__Richiesta 1__
Rispondi, per favore, a queste domande sull'articolo:
(a) Secondo la norma richiamata, di che cosa è previsto il sequestro per equivalente?
(b) Qual è il titolo del punto 6?
(c) Secondo la giurisprudenza di legittimità, i beni ricevuti dal concussore costituiscono il prezzo o il profitto del reato?
__Richiesta 2__
Elenca gli estremi della sentenza di Cassazione citata tra parentesi nell'articolo: sezione, date, numero, nome e numero rv.

__Articolo__
* * * *
Senonché il ricorso a tale istituto non sarebbe stato possibile nel nostro caso dal momento che la norma prevede il sequestro per equivalente soltanto del prezzo del reato e non anche del profitto dello stesso.
6) Impostazione del problema.
E' necessario in primo luogo ricordare che, secondo la giurisprudenza di legittimità, i beni e le utilità che il concussore riceve per effetto della sua attività di costrizione o induzione costituiscono, a differenza di quanto deve dirsi per l'utilità ricevuta dal corrotto, il profitto e non il prezzo del reato (da ultimo Cass., Sez. VI penale, 14 giugno 2007 - 30 luglio 2007, n. 30966, Puliga, rv. 236984 non massimata sul punto).
* * * *
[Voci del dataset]

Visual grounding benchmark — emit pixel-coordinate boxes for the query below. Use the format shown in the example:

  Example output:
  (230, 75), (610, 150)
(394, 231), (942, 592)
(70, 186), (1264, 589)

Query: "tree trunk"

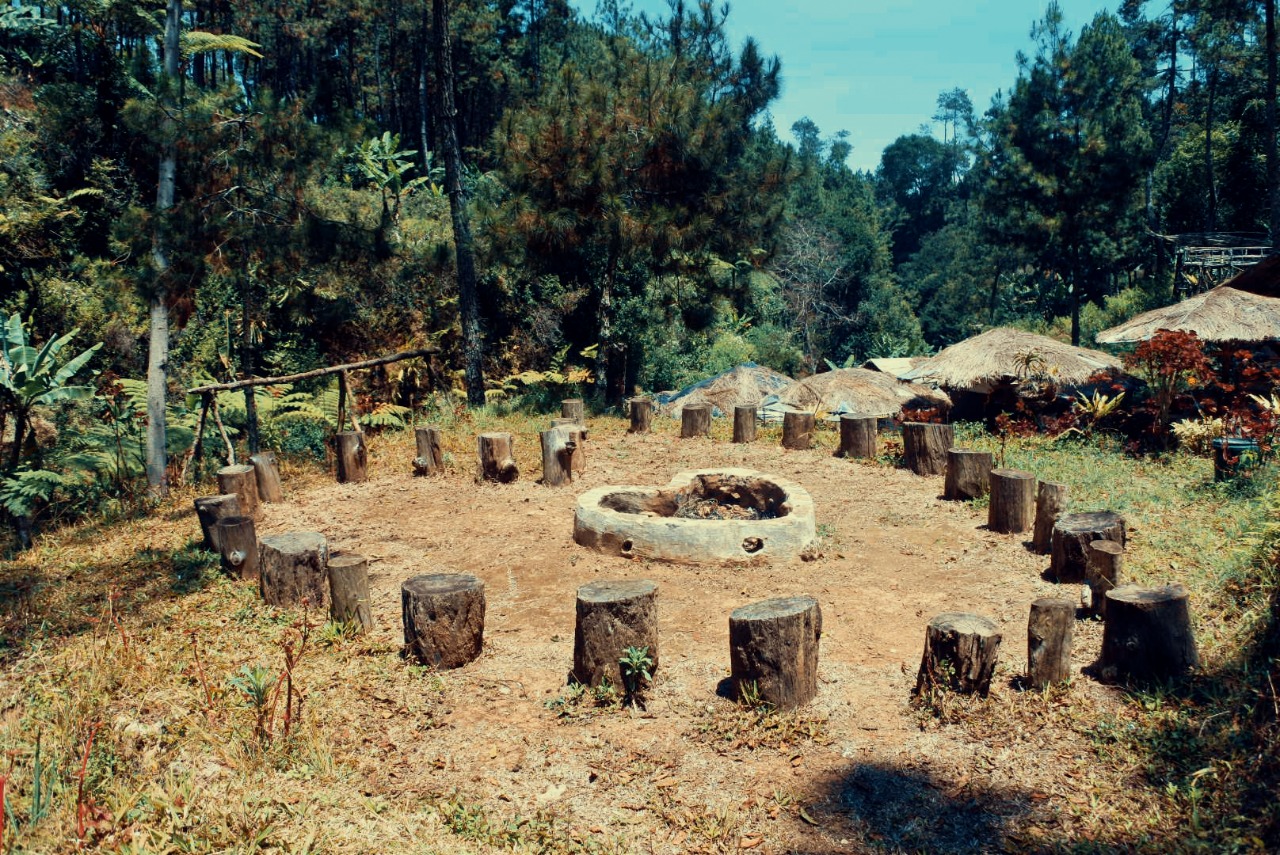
(1027, 596), (1075, 689)
(1085, 540), (1125, 621)
(627, 398), (653, 434)
(413, 428), (444, 475)
(1102, 585), (1199, 681)
(248, 452), (284, 503)
(1032, 481), (1066, 555)
(431, 0), (484, 407)
(216, 517), (260, 581)
(782, 411), (814, 451)
(902, 421), (955, 475)
(942, 448), (992, 502)
(987, 468), (1036, 534)
(401, 573), (485, 669)
(334, 430), (369, 484)
(259, 531), (329, 608)
(329, 554), (374, 632)
(913, 612), (1001, 698)
(836, 412), (877, 459)
(218, 463), (262, 520)
(476, 433), (520, 484)
(680, 403), (712, 439)
(196, 493), (241, 552)
(733, 403), (758, 443)
(728, 596), (822, 709)
(539, 428), (577, 486)
(1048, 511), (1125, 582)
(572, 580), (658, 687)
* * * *
__Risposta 1__
(a) Soltanto del prezzo del reato, non anche del profitto.
(b) "Impostazione del problema".
(c) Il profitto del reato.

__Risposta 2__
- Sez. VI penale
- 14 giugno 2007 - 30 luglio 2007
- n. 30966
- Puliga
- rv. 236984